* **TO DO**: Return each entry exactly, omitting nothing.

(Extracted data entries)
________________
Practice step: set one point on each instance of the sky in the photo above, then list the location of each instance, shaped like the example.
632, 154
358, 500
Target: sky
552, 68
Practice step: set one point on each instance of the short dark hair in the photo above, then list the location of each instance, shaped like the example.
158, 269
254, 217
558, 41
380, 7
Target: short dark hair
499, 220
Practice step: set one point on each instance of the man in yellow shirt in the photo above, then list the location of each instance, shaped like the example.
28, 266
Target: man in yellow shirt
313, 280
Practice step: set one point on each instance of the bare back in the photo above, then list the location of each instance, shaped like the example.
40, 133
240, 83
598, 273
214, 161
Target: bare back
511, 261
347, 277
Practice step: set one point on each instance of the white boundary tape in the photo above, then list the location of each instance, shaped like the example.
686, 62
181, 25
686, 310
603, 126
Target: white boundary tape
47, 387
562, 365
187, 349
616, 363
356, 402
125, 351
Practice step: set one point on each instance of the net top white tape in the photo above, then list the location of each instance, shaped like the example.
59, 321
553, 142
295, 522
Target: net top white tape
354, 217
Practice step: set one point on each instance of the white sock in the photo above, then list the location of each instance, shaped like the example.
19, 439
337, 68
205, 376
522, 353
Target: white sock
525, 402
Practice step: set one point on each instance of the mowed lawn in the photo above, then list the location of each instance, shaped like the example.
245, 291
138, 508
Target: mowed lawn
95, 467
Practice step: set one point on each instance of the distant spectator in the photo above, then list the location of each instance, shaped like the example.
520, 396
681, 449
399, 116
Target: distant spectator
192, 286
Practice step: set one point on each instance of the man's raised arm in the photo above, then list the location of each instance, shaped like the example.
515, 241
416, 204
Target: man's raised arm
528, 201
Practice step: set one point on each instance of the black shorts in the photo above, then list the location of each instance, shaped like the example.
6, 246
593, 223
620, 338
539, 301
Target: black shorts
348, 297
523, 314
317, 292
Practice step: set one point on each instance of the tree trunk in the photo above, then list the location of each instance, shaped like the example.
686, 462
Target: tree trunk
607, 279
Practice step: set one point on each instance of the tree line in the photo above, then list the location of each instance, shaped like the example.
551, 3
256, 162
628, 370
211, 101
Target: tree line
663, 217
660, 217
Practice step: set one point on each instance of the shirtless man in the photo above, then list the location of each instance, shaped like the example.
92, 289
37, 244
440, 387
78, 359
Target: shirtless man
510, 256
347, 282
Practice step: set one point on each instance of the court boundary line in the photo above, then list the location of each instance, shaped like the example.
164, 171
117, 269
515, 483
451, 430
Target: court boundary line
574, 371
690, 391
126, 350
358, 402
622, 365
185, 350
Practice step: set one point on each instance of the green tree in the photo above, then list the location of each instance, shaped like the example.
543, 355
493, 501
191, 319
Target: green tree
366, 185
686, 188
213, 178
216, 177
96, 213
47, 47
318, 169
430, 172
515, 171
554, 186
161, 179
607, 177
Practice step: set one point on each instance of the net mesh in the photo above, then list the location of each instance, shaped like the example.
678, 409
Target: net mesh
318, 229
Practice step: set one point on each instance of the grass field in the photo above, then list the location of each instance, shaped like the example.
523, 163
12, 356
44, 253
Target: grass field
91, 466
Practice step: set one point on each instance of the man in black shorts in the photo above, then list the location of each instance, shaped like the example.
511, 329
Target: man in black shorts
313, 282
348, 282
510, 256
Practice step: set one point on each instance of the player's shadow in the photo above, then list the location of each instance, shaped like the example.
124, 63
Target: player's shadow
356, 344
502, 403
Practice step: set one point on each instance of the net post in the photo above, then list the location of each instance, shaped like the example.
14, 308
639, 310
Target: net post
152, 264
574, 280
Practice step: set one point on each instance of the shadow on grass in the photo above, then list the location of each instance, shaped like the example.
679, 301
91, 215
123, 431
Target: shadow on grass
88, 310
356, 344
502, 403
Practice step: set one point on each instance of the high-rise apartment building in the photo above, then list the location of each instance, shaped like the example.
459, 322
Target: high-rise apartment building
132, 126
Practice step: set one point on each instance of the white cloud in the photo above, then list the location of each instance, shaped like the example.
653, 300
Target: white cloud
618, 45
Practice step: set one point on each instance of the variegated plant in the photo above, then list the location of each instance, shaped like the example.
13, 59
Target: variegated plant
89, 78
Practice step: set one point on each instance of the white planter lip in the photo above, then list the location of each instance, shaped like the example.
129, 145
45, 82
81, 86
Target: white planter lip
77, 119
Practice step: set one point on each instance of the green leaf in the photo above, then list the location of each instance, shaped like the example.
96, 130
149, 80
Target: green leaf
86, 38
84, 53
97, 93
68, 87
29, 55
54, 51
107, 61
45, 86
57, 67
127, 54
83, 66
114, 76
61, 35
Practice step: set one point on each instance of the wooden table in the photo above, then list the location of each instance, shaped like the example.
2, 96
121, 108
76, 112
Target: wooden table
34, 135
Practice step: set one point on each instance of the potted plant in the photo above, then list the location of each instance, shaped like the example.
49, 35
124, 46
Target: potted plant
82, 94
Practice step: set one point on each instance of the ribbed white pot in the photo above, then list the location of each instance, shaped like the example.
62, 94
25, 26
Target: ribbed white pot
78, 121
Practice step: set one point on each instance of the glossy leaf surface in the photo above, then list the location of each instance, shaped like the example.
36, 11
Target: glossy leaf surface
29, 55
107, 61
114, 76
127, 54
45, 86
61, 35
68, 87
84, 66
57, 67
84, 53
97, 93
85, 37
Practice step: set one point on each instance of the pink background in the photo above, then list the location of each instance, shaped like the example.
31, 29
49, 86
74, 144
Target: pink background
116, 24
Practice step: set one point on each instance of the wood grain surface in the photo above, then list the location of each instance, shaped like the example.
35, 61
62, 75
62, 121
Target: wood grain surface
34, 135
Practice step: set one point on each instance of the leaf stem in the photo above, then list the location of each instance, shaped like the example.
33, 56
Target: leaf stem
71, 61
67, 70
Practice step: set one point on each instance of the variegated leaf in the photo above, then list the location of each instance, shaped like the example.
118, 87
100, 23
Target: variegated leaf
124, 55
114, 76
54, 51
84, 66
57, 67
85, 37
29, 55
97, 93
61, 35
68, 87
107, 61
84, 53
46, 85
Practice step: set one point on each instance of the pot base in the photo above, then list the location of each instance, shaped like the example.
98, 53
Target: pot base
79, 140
________________
* **OUTPUT FOR THIS EXERCISE**:
Practice step: set one point on each instance of the sky in the photo above, then list the location of each instance, shaped like the example.
632, 154
358, 500
Target: sky
552, 68
Practice step: set one point on each instance of the short dark hair in the photo above, then list the location of each instance, shaped like the example.
158, 269
254, 217
558, 41
380, 7
Target: short dark hair
499, 220
Practice step: set one point on each instance of the man in yellow shirt in the photo above, then list the location of each instance, shaped like the example.
28, 266
Target: man in yellow shirt
313, 280
Practice step: set one point on each instance of the bare back in the photo above, then list the location of each instance, shaped like the example.
40, 133
240, 83
598, 273
214, 161
Target: bare back
511, 261
347, 277
Practice step: set one point on each instance of the white boundary tape in the photo above, then list the location of each instance, shaped like the example.
686, 62
181, 25
686, 310
603, 126
Target: white boundary tape
47, 387
562, 365
187, 349
616, 363
356, 402
125, 351
Practice step: set one point on each instance of the net top white tape in the photo above, then list the location of each instance, shaped like the example.
59, 321
553, 142
295, 522
Target: net top white tape
354, 217
Practice step: set one point on each instance of the white sock in the photo above, then list the location of each instance, shaped like the example.
19, 439
337, 68
205, 376
522, 353
Target: white sock
525, 402
Practice step: set one point on each instance of the mowed lawn in the photo above, then list the location of each instance, shaped like the example.
245, 291
138, 508
Target: mowed lawn
95, 467
Practice step: set one point on each instance of the distant spectator in the photo above, then list the location of each instance, shaped like the example.
520, 396
681, 449
399, 116
Target: distant spectator
192, 286
Practice step: set one point on each instance of the man's raised arm in the photo above, then list the location of each instance, shaped like the example.
515, 241
416, 204
Target: man's raised arm
528, 201
Practice step: set one point on each instance of the black shorts in the photo above, then list the location of each instance, shaped like the example.
6, 246
593, 223
620, 338
539, 301
Target: black shorts
348, 297
523, 314
317, 292
Practice step: set one point on each instance of the tree trunk in the photo above, then list the location of each instance, shaped like the example.
686, 462
Target: tree trunk
607, 279
Practice step: set one point on each instance of the tree line in the photo above, then list the location of each instance, shaped like the example.
551, 3
256, 162
628, 370
211, 101
Target: tree line
663, 217
660, 217
Practice step: set one point on each instance of the shirtless man in the photo above, then list the location of each instance, shaped like the example.
92, 289
37, 244
440, 387
78, 359
Target: shirtless man
510, 256
347, 282
Practice step: set one point on each instance of the court boundary line in the photo above, then list the location of each instance, shaped like the example.
164, 171
117, 269
515, 483
451, 430
Target: court boundary line
574, 371
690, 391
126, 350
358, 402
622, 365
185, 350
Practice step: set one point on each instance of the green tree in the photo above, then list the location of each instance, shaped like the example.
543, 355
493, 501
191, 319
Target: green tree
366, 185
686, 188
213, 178
216, 177
96, 213
47, 47
318, 169
430, 172
515, 171
554, 186
161, 179
607, 177
Practice step: set one point on each instance of the net mesh in the photo above, then list the location of each instance, shaped like the example.
678, 409
Target: net mesh
318, 229
Practice step: set one point on each instance of the grass field in the photo above, then list the location of each instance, shaped like the example.
523, 163
12, 356
44, 253
Target: grass field
91, 466
Practice step: set one point on each instance of the man in black shorts in the photo above, then list the location of each instance, shaped like the example.
511, 329
Target: man in black shorts
313, 282
348, 282
510, 256
Practice step: set one point on each instance of the player's shadow in the photo above, then list the location of each instance, shaped like the example.
124, 63
Target: player's shadow
356, 344
502, 403
Practice step: set one point on each instance of the net post in the photo above, then list the location of each instance, shaped like the example.
14, 308
639, 310
Target: net post
152, 264
574, 280
Practice step: set one point on each instance of the shadow on grass in the photo above, then list the location of each instance, shaped like the example.
679, 301
91, 215
123, 431
Target: shadow on grass
88, 310
356, 344
502, 403
Practice step: set one point on each instance of the high-rise apartment building in the photo above, then list the location of each instance, shaped like the example.
459, 322
Target: high-rise apartment building
132, 126
Practice step: set one point on each instance of the white cloud in the photo above, then list the location of each instance, shaped like the example.
653, 300
Target: white cloud
618, 45
Practice step: set one point on each instance of the variegated plant in the photo above, then list the location of each instance, shaped like the example.
13, 59
Target: variegated plant
89, 78
Practice step: set one point on each instance of the white planter lip in the photo above, then list the location of each instance, shaped like the example.
129, 145
45, 82
81, 86
Target: white planter lip
77, 119
Practice step: set one point on each instance of the green leaf in the photo above, then list the location of each instance, shaped like the example.
96, 130
149, 80
Target: green leaf
86, 38
84, 53
97, 93
68, 87
29, 55
54, 51
107, 61
45, 86
57, 67
127, 54
83, 66
114, 76
61, 35
Practice step: set one point on each instance of the wooden table in the photo above, then list the location of each instance, shaped like the example.
2, 96
121, 108
76, 112
Target: wooden table
34, 135
Practice step: set one point on each instance of the potted plant in the photo above, then list the location of each instance, shaped like the example.
49, 35
124, 46
Target: potted plant
82, 94
Practice step: set one point on each instance of the ribbed white pot in the photo above, then list the location of each instance, shaped like the example.
62, 94
25, 26
Target: ribbed white pot
78, 121
Practice step: set one point on each instance of the glossy leaf surface in the photo above, then list the location of each instance, shaped like the example.
36, 11
Target: glossy leaf surface
29, 55
107, 61
114, 76
127, 54
45, 86
61, 35
68, 87
84, 66
57, 67
84, 53
97, 93
85, 37
Practice step: set one point on each instance of the pink background in the photo above, then list the location of each instance, shaped like the example.
31, 29
49, 86
74, 144
Target: pink background
116, 24
Practice step: set one point on each instance of the wood grain surface in the photo above, then list the location of each instance, shaped like the example.
35, 61
62, 75
62, 121
Target: wood grain surface
34, 135
Practice step: set one point on each instance of the leaf stem in the photo above, then list the location of each instance, shaped like the example.
33, 56
Target: leaf stem
71, 61
67, 70
Practice step: set one point on each instance of the variegated leaf in the photo above, then list the location of each instance, shaped like the example.
118, 87
100, 23
Target: variegated leaf
124, 55
114, 76
54, 51
84, 66
57, 67
85, 37
29, 55
97, 93
61, 35
68, 87
107, 61
84, 53
46, 85
Practice step: set one point on each instance of the pot base in the photo above, then list the location of each instance, shaped like the example.
98, 53
Target: pot base
79, 140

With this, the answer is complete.